**TRECHO PARA LEITURA**
**********
O cálculo de votos para a eleição de vereador leva em consideração conceitos complexos como quociente eleitoral, quociente partidário, média, sobras…
Isso decorre do fato de a eleição de vereadores ser baseada no sistema proporcional de votação, por meio do qual nem sempre quem tem o maior número de votos é eleito. Por isso, um dos maiores problemas de planejar uma campanha eleitoral para vereador é calcular o número de votos necessários para eleger a maior quantidade de candidatos possível. Com o fim das coligações partidárias proporcionais em 2020, esse assunto tornou-se ainda mais relevante.
Para facilitar a definição das estratégias por parte dos dirigentes das legendas e dos pré-candidatos, inclusive para auxiliar na decisão de filiação partidária, o advogado do Barbosa Bezerra Lima Advocacia, Caio Vitor Barbosa, e o consultor contábil Daniel Simonetti elaboraram a Planilha Eleição Vereador 2024.
Baixe a Planilha de Cálculo de Votos para Eleger Vereador em 2024 clicando aqui.
As regras sobre como se faz esse cálculo sofreu várias alterações nos últimos anos, seja por mudanças legislativas e por decisões do Supremo Tribunal Federal. Para buscar compreender como as vagas da eleição proporcional são preenchidas, fizemos um histórico dessas transformações e, em seguida, mostramos como exemplos práticos como se faz essa matemática eleitoral.
**********
Dê continuidade ao texto sobre o cálculo de votos na eleição de vereador, começando logo após a última frase apresentada. O material que vem depois deste trecho não tem relação com ele.
**********
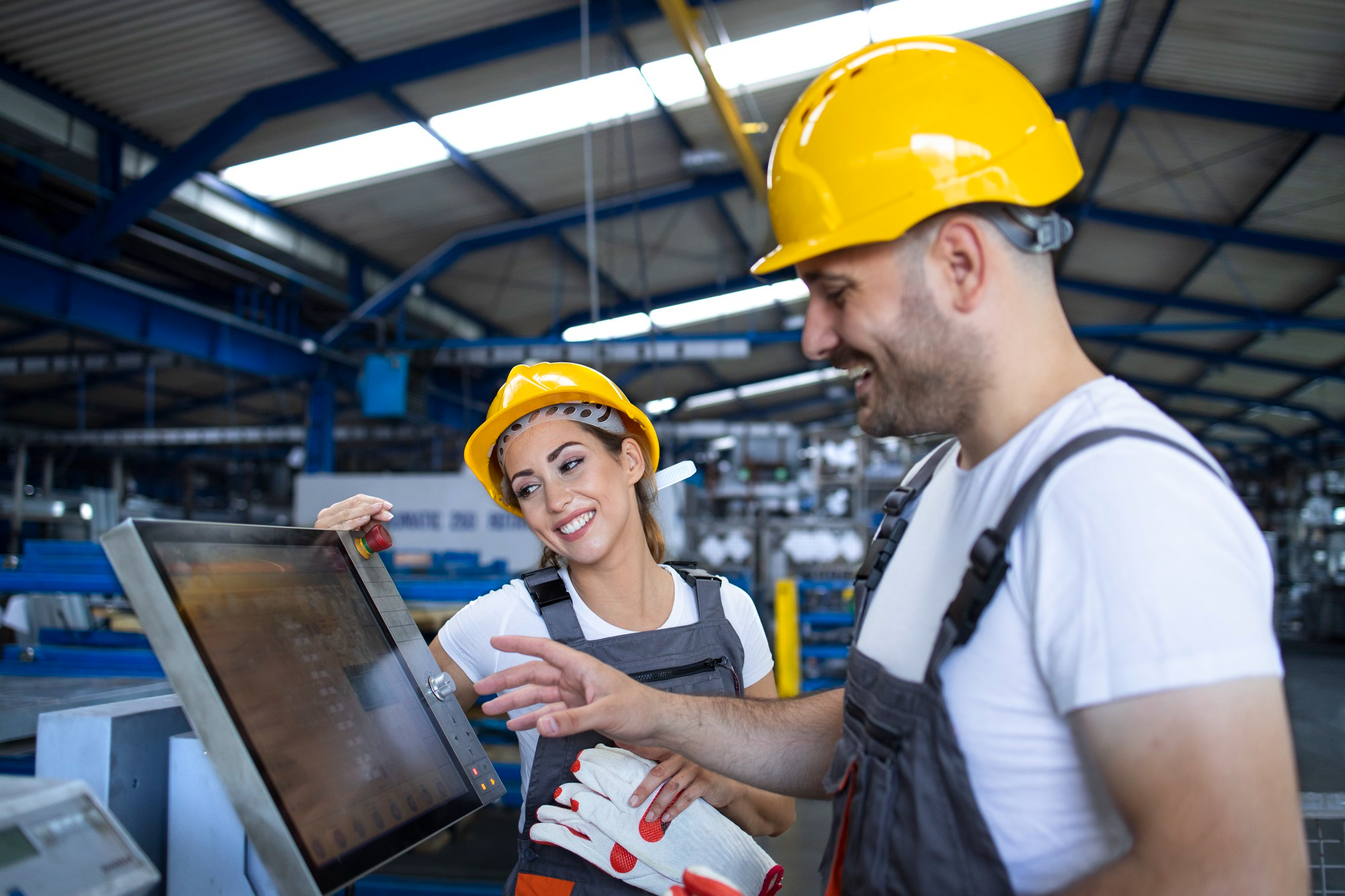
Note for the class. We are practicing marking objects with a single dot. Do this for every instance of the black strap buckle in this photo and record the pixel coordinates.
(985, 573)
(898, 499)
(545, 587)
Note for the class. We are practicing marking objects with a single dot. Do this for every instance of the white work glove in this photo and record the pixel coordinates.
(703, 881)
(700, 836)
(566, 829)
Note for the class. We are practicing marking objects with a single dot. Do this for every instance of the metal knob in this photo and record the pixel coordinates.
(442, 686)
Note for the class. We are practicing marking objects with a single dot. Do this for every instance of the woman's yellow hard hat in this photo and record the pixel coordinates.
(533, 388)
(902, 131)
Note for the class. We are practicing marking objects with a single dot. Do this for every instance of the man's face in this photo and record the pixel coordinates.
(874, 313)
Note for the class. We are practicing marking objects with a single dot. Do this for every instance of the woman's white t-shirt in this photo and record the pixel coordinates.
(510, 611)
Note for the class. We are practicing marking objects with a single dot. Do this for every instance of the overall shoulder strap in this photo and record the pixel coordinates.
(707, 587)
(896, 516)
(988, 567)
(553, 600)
**********
**RESULTADO DO EXERCÍCIO**
Em 2015, para evitar o fenômeno de “puxadores de votos”, que resultava na eleição de vereadores com pouquíssimos votos, foi criada uma regra (art. 108 do Código Eleitoral), a qual determina que, para ser eleito, o vereador precisa ter, pelo menos 10% do quociente eleitoral.
Com essa norma, os vereadores precisam ter um número mínimo de votos para poder ter condições de ser eleito. Mesmo que o partido tenha alcançado mais de uma vez o quociente eleitoral, como se verá a seguir, só obterá vaga se tiver candidatos com votação de 10% do quociente eleitoral ou superior.
Como se verá a seguir, as vagas da eleição proporcional são preenchidas a partir do quociente partidário, o qual leva em consideração o quociente eleitoral. Porém, esse método, em regra, não preenche a totalidade das vagas em disputa nas câmaras municipais e federal e nas assemblias legislativas. Por isso, é preciso definir como são ditribuídas as vagas chamadas de sobras.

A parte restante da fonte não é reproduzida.